**Required task**.
Copy every one of the following records line for line, with no changes.

**Extracted material**.
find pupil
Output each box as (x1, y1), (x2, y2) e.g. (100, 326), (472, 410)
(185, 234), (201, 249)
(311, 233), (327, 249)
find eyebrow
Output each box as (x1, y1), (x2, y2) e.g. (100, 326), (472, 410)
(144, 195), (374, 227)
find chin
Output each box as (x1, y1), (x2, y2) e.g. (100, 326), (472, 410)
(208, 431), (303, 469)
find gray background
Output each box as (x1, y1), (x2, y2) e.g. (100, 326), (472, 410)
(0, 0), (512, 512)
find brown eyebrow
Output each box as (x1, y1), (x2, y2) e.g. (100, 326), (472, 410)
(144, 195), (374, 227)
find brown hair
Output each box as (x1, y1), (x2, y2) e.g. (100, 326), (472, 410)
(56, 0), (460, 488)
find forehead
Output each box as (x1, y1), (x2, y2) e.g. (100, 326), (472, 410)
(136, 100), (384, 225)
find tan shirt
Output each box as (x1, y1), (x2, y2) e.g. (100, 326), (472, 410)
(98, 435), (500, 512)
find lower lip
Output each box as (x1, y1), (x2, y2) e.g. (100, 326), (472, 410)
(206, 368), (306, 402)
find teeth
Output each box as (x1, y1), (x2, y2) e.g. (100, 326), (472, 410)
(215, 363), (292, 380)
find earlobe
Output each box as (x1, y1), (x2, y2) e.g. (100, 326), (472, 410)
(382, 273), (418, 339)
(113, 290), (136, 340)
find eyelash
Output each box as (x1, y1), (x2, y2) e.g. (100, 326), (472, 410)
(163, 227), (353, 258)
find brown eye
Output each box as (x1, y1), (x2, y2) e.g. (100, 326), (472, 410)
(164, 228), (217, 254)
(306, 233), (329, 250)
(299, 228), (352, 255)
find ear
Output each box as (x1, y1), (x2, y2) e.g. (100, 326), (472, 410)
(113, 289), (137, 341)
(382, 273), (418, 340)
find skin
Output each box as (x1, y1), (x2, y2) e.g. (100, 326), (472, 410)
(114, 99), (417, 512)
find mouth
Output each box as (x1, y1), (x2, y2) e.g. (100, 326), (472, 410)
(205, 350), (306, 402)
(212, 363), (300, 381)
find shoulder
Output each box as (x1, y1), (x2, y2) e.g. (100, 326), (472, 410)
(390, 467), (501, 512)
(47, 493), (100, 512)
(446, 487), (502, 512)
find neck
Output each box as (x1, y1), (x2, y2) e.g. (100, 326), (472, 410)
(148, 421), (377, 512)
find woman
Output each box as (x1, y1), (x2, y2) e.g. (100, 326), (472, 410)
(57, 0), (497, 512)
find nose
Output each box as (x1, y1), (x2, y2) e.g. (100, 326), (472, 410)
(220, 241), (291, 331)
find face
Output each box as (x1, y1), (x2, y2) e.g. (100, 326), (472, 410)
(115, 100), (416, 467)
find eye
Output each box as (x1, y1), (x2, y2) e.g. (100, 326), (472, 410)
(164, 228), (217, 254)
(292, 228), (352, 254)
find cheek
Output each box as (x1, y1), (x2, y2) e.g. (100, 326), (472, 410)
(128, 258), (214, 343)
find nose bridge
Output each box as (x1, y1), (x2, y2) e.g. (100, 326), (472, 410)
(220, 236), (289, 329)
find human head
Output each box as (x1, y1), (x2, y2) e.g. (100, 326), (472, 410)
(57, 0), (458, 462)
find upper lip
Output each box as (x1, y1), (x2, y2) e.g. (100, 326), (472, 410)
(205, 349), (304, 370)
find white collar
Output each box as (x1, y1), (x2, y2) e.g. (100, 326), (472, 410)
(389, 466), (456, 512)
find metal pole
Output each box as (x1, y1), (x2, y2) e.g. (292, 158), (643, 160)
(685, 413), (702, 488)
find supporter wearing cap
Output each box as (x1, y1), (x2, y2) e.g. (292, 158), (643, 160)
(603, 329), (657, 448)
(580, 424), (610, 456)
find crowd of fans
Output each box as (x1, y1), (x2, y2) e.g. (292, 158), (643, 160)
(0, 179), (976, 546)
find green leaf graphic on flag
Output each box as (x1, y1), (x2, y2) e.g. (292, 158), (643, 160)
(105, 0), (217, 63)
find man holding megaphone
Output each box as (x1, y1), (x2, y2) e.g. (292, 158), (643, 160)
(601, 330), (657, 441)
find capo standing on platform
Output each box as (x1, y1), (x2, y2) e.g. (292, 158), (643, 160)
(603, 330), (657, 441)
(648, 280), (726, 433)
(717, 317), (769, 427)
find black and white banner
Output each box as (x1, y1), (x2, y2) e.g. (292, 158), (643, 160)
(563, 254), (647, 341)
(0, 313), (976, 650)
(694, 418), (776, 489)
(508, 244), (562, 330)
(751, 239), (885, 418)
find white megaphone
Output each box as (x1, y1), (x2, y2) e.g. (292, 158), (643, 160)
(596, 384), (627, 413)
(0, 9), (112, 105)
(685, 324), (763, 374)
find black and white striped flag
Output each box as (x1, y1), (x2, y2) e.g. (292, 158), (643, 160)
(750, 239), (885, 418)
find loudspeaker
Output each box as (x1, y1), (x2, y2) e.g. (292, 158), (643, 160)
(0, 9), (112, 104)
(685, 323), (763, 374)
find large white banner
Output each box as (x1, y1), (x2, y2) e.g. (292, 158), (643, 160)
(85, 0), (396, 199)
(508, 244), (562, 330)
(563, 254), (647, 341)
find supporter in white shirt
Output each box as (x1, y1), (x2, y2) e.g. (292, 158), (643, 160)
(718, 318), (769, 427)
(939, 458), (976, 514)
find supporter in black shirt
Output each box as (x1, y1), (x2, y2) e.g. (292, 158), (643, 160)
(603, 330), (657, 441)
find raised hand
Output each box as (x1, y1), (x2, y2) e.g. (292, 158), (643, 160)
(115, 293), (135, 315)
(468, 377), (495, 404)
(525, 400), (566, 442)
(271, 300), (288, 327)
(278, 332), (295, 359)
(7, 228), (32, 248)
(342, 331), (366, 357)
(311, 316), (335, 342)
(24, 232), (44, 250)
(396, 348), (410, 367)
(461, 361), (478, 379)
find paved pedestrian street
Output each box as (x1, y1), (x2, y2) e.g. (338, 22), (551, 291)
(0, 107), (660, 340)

**Result of the exercise**.
find pupil
Output each box as (x1, y1), (x2, y2) e.g. (100, 326), (472, 410)
(185, 234), (201, 249)
(311, 233), (327, 249)
find eyebrow
Output each box as (x1, y1), (x2, y2) e.g. (100, 326), (472, 410)
(144, 195), (374, 227)
find chin
Output each box as (x1, y1), (x2, y2) e.g. (100, 326), (472, 410)
(208, 431), (303, 469)
find gray background
Output each box as (x1, y1), (x2, y2) e.g. (100, 326), (472, 410)
(0, 0), (512, 512)
find brown eyebrow
Output each box as (x1, y1), (x2, y2) e.g. (100, 326), (472, 410)
(144, 195), (374, 227)
find brown hair
Output each box as (x1, y1), (x2, y2) e.g. (100, 326), (472, 410)
(56, 0), (460, 488)
find forehead
Output each box as (x1, y1), (x2, y2) e.g. (100, 326), (472, 410)
(136, 100), (384, 225)
find tan shirt
Output each box as (x1, y1), (x2, y2) e.g. (100, 326), (472, 410)
(98, 435), (500, 512)
find lower lip
Output each box as (x1, y1), (x2, y2) e.g. (100, 326), (472, 410)
(206, 368), (306, 402)
find teeth
Output each box as (x1, y1), (x2, y2) e.g. (100, 326), (472, 410)
(215, 363), (292, 380)
find earlobe
Output each box as (x1, y1), (x2, y2) e.g. (100, 326), (472, 410)
(382, 273), (418, 339)
(113, 290), (136, 340)
find eyelash
Output each box as (x1, y1), (x2, y2) e.g. (100, 326), (472, 410)
(163, 227), (353, 258)
find brown eye
Output each box as (x1, y1), (x2, y2) e.g. (100, 326), (472, 410)
(164, 228), (217, 254)
(306, 233), (329, 250)
(299, 228), (352, 255)
find ear
Output each box as (x1, y1), (x2, y2) e.g. (100, 326), (472, 410)
(113, 289), (137, 341)
(382, 273), (418, 340)
find skin
Output each box as (x1, y1), (x2, y2) e.g. (100, 326), (472, 410)
(114, 99), (417, 512)
find mouth
Output each box as (x1, y1), (x2, y2) e.g. (100, 326), (472, 410)
(205, 350), (306, 402)
(212, 363), (300, 381)
find shoulder
Output each box as (x1, y1), (x2, y2) e.g. (100, 326), (472, 410)
(390, 467), (501, 512)
(47, 493), (100, 512)
(446, 487), (502, 512)
find neck
Output each box as (x1, y1), (x2, y2) e.g. (100, 326), (472, 410)
(148, 421), (377, 512)
find woman
Output each box as (x1, y1), (x2, y2) e.g. (100, 326), (472, 410)
(57, 0), (497, 512)
find nose
Output each box as (x1, y1), (x2, y2) e.g. (100, 326), (472, 410)
(220, 241), (291, 331)
find face
Output each box as (x1, y1), (x2, y2) e.g. (100, 326), (472, 410)
(115, 100), (416, 467)
find eye
Output each box as (x1, y1), (x2, y2) e.g. (100, 326), (472, 410)
(164, 228), (217, 254)
(292, 228), (352, 254)
find cheek
Output each box as (x1, y1), (x2, y2) e.g. (100, 326), (472, 410)
(128, 258), (214, 343)
find nose bridge
Output each box as (x1, y1), (x2, y2) e.g. (100, 326), (472, 410)
(220, 236), (289, 329)
find human head
Output each box as (x1, y1), (x2, y2) e.g. (100, 326), (472, 410)
(57, 0), (458, 462)
find upper lip
Output each box as (x1, y1), (x2, y2) e.g. (100, 326), (472, 410)
(205, 349), (304, 370)
find white collar
Output each box as (x1, y1), (x2, y2) e.g. (100, 326), (472, 410)
(389, 466), (456, 512)
find metal pole
Output each box as (x1, y1), (x2, y2) e.g. (292, 158), (643, 160)
(685, 413), (702, 488)
find supporter wearing cap
Output each box as (x1, y1), (x2, y2) e.g. (292, 158), (643, 160)
(603, 329), (657, 448)
(580, 424), (610, 456)
find crowd of fans
Output each box as (x1, y1), (x2, y2) e.g. (292, 158), (643, 160)
(0, 179), (976, 546)
find green leaf graphic on flag
Output each box as (x1, y1), (x2, y2) e.g. (292, 158), (643, 160)
(105, 0), (217, 63)
find man holding megaphone
Output each box as (x1, y1), (x2, y2) e.g. (292, 158), (643, 160)
(601, 330), (657, 441)
find capo standing on platform
Output each box as (x1, y1), (x2, y2) e.g. (292, 158), (643, 160)
(603, 330), (657, 441)
(648, 280), (726, 433)
(717, 317), (769, 427)
find black and white banner
Output each box as (x1, y1), (x2, y2) e.g. (292, 158), (643, 160)
(563, 254), (647, 341)
(0, 313), (976, 650)
(694, 418), (776, 489)
(508, 244), (562, 330)
(751, 239), (885, 418)
find white megaphone
Output each box as (x1, y1), (x2, y2) e.g. (292, 158), (643, 160)
(596, 384), (627, 413)
(0, 9), (112, 105)
(685, 324), (763, 374)
find black and white striped flag
Output each box as (x1, y1), (x2, y2) e.g. (292, 158), (643, 160)
(750, 239), (885, 418)
find loudspeaker
Output each box as (x1, y1), (x2, y2) e.g. (292, 158), (643, 160)
(0, 9), (112, 104)
(685, 323), (763, 374)
find large white banner
Output each box as (x1, y1), (x2, y2) e.g. (292, 158), (643, 160)
(85, 0), (396, 199)
(508, 244), (562, 330)
(563, 254), (647, 341)
find supporter in white shirt
Output each box as (x1, y1), (x2, y2) e.g. (292, 158), (643, 160)
(718, 318), (769, 427)
(939, 458), (976, 514)
find supporter in black shirt
Output each box as (x1, y1), (x2, y2) e.g. (292, 158), (643, 160)
(603, 330), (657, 441)
find raised hand
Output each box as (x1, y1), (x2, y2) e.g. (292, 158), (643, 160)
(115, 293), (135, 315)
(468, 377), (495, 404)
(525, 400), (566, 442)
(271, 300), (288, 327)
(278, 332), (295, 359)
(7, 228), (32, 248)
(342, 331), (366, 357)
(311, 316), (335, 342)
(24, 232), (44, 250)
(396, 348), (410, 367)
(461, 361), (478, 379)
find paved pedestrian street
Output each box as (x1, y1), (x2, y2) e.g. (338, 22), (551, 291)
(0, 107), (660, 340)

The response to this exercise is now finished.